Start DOCUMENT EXCERPT

In the above-described control methods, a current being consumed by the pump 300 is measured to determine the status of the pump and, based on the measured current, operation of the pump 300 is controlled accordingly. It may be sufficient to take one sample current measurement during pump operation in order to implement the respective control method. Alternatively, in an optional embodiment, a plurality of current measurements may be taken within a predetermined period of time. For example, in the first control method described above, at step S2, during the start-test period where the pump 300 is initially powered, the current I_m drawn by the pump 300 may be measured a plurality of times instead of just once. The pump controller may then sum the current measurements and divide by the number of current measurement events to obtain an average measured current value I_m.

An advantage of the above-described method of obtaining an average measured current value is that it helps avoid anomalies in current measurement, for example if one measurement was erroneously high or low, the error would largely be cancelled out by the averaging process of the subsequent correct current measurements. This therefore helps to compensate for discrepancies in the current readings taken. Furthermore, in a method where a pwm voltage is supplied to the pump, the method of obtaining an average measured current value helps smooth out variations in the current measurements which could occur depending on what point in the pwm voltage supply signal the individual current measurements are taken.

The number of individual current measurements taken in each sample period may vary within the scope of the invention, and may vary depending on the sample period and on the form of pwm voltage provided to the pump 300. Example numbers of individual current measurements taken in each sample period may be between 2 and 15, and may be between 3 and 10, and may be 5 samples.

Although the method of obtaining an average measured current value is described above in the context of the first control method, it will be appreciated that such a current sampling method may be applied to any of the control methods or algorithms involving pump current measurement described herein.

In a variant of the fourth arrangement, if it is determined that the measured current is greater than the upper alert threshold value I_a1, it may be concluded that there is a blockage in the pipelines and it may be desirable to attempt to operate the pump to dislodge a blockage before then determining whether to stop operation of the pump or to continue to power the pump in a condensate pumping mode. Such additional function could be provided both during operation of the pump in a condensate pumping mode, and/or as part of the start-up test method described above.

End DOCUMENT EXCERPT

▶ _PROBLEM SET_
A) In the pump control excerpt, what does the pump controller do with the several current measurements to get the average measured current value?
B) Return word for word the part of the pump control excerpt that starts at the words "An advantage of" and ends after the words "measurements are taken.".

Start GIVEN INFORMATION

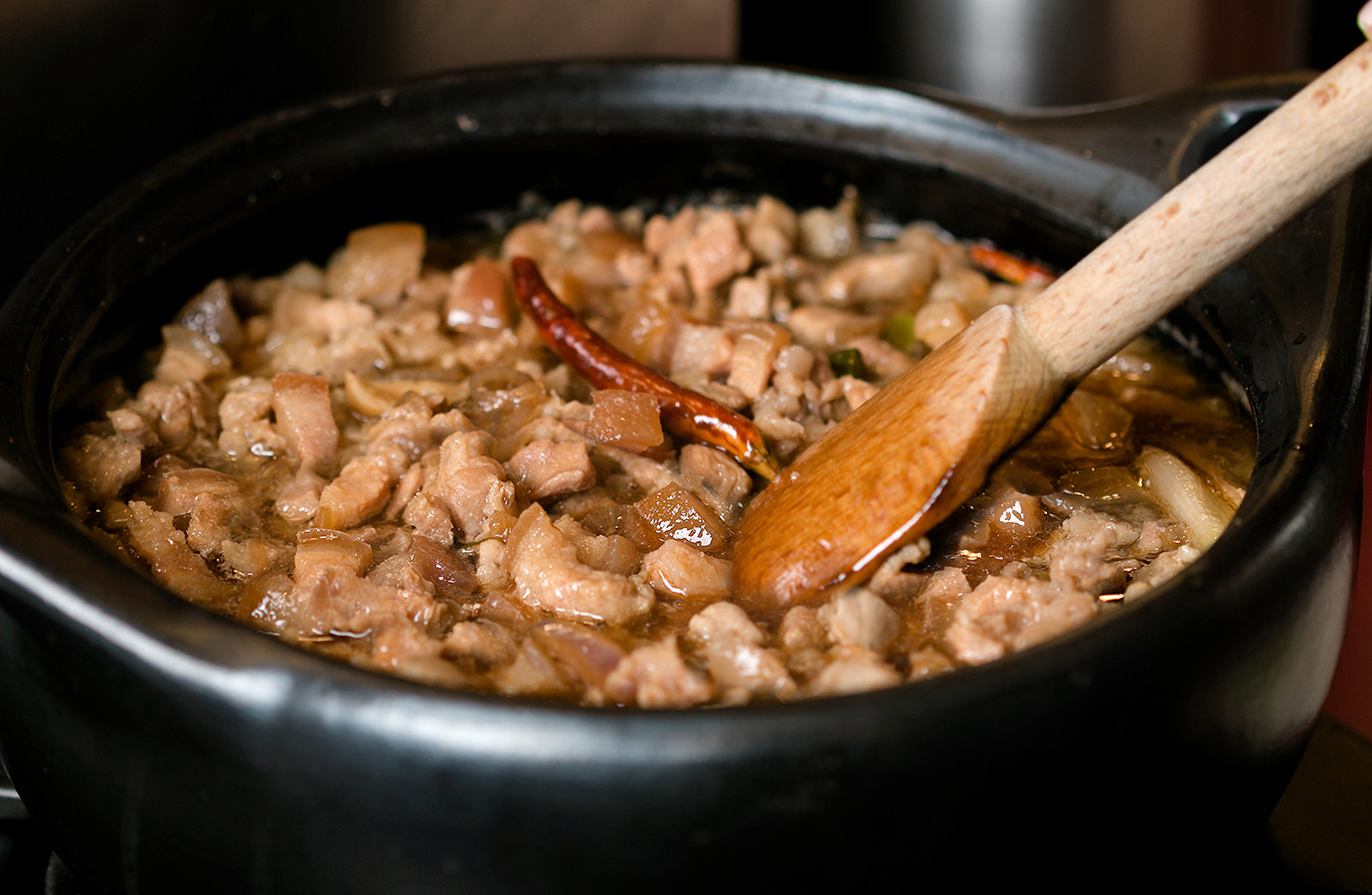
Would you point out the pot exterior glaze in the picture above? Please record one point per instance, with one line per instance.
(165, 750)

End GIVEN INFORMATION

▶ _FINAL ANSWERS_
A) It adds up the current measurements and divides the total by the number of measurement events.

B)
An advantage of the above-described method of obtaining an average measured current value is that it helps avoid anomalies in current measurement, for example if one measurement was erroneously high or low, the error would largely be cancelled out by the averaging process of the subsequent correct current measurements. This therefore helps to compensate for discrepancies in the current readings taken. Furthermore, in a method where a pwm voltage is supplied to the pump, the method of obtaining an average measured current value helps smooth out variations in the current measurements which could occur depending on what point in the pwm voltage supply signal the individual current measurements are taken.